Stated task: Tally the lines in the rows below containing the string "that", with case counting, and reply with the number alone.

Rows:

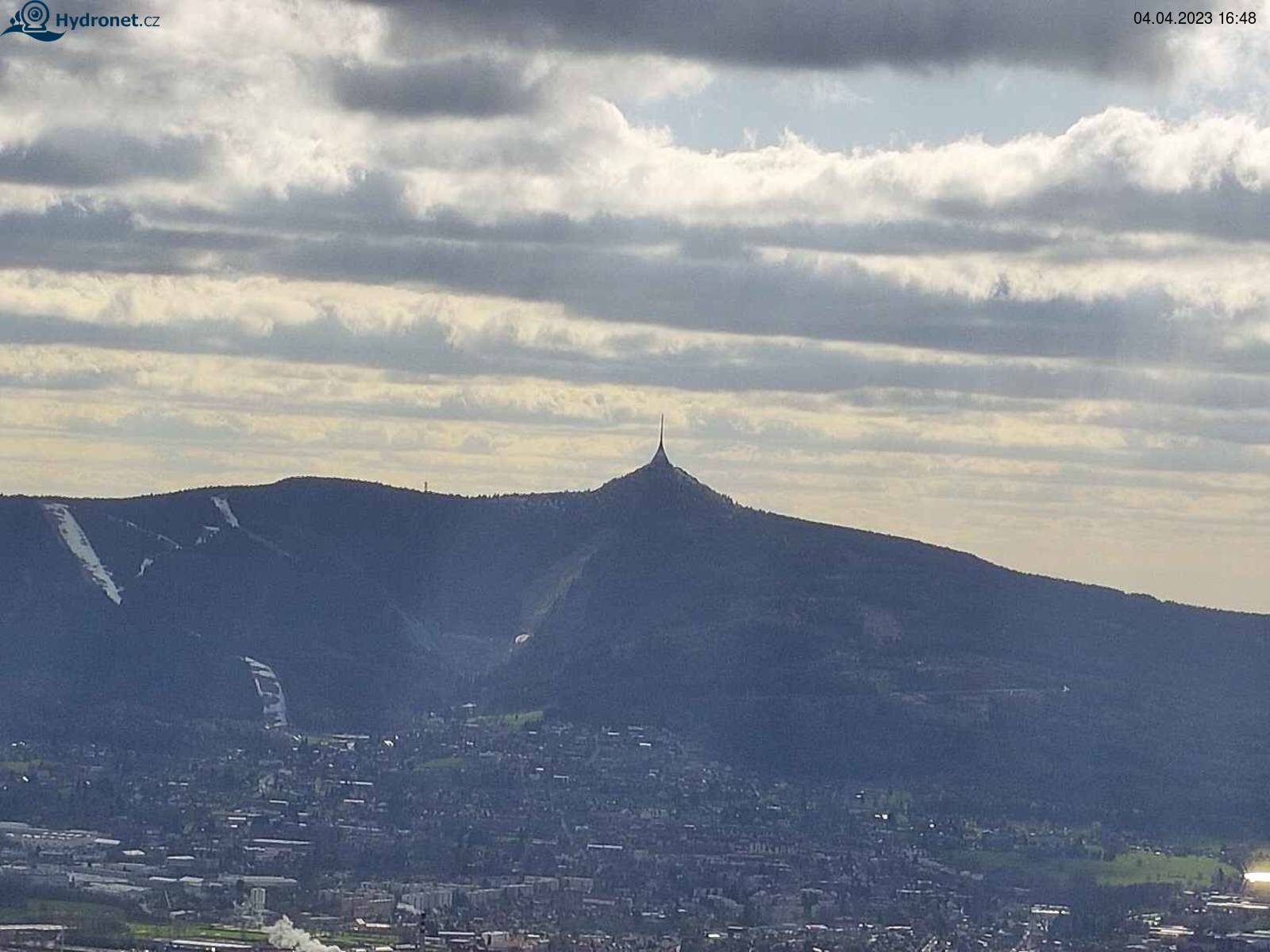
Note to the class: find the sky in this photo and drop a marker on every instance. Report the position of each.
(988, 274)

* * *

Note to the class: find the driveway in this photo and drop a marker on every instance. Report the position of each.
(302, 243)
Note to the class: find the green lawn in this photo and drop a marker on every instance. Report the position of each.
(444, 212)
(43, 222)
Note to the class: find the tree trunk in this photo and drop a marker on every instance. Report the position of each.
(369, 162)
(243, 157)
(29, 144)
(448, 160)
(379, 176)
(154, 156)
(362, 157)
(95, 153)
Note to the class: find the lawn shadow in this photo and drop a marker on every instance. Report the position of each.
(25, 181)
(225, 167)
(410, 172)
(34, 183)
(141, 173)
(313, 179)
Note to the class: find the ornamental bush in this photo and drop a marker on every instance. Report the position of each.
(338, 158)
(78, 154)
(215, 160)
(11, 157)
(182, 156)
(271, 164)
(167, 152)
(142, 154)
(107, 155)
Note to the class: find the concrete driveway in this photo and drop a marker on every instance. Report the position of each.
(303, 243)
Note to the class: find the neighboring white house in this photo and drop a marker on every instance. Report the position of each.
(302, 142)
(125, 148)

--

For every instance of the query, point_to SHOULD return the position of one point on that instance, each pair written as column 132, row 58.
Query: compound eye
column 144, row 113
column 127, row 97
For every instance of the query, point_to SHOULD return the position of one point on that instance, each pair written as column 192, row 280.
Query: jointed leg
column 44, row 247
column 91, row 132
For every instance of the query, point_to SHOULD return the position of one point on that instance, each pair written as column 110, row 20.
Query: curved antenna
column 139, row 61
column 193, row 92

Task solution: 3